Data to process Block Start

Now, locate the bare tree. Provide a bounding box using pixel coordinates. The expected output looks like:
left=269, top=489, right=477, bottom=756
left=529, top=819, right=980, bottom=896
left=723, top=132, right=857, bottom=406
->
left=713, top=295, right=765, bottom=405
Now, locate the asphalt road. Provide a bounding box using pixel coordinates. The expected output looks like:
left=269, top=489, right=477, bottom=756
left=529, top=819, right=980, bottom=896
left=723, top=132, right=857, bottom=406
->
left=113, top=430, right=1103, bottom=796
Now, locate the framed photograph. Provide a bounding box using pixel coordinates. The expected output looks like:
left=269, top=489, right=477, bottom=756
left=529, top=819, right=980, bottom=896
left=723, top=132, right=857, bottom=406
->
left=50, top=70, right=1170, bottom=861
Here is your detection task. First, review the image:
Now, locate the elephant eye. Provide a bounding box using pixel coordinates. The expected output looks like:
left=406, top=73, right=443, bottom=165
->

Data to process Block End
Data to process Block Start

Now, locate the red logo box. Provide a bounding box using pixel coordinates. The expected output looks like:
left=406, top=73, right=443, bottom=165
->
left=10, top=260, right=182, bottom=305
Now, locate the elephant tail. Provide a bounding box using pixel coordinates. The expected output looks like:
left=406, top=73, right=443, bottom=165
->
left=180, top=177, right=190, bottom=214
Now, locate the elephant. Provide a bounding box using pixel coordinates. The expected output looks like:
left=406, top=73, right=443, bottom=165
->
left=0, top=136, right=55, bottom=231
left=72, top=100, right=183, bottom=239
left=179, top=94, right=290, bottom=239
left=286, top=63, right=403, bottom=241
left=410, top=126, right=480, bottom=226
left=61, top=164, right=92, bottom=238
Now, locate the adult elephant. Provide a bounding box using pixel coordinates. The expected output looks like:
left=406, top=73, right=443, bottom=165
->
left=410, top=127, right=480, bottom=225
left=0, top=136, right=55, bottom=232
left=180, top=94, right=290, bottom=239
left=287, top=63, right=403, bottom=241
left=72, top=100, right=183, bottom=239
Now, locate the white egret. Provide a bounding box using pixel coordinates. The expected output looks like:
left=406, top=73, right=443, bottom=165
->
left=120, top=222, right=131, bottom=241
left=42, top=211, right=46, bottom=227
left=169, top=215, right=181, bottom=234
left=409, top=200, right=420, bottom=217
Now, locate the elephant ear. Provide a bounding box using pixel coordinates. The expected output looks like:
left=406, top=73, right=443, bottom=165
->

Data to process Block End
Data to process Block Start

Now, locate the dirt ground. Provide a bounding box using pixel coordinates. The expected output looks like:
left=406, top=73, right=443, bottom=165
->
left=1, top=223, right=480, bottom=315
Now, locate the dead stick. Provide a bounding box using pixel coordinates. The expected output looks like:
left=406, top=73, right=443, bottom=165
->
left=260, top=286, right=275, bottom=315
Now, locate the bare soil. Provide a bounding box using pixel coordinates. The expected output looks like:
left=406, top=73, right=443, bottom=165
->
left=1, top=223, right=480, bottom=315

Data to process Block End

→ What is required
Where a line of the entries contains the word "bare", count it, then state the total and nothing else.

→ Task answer
2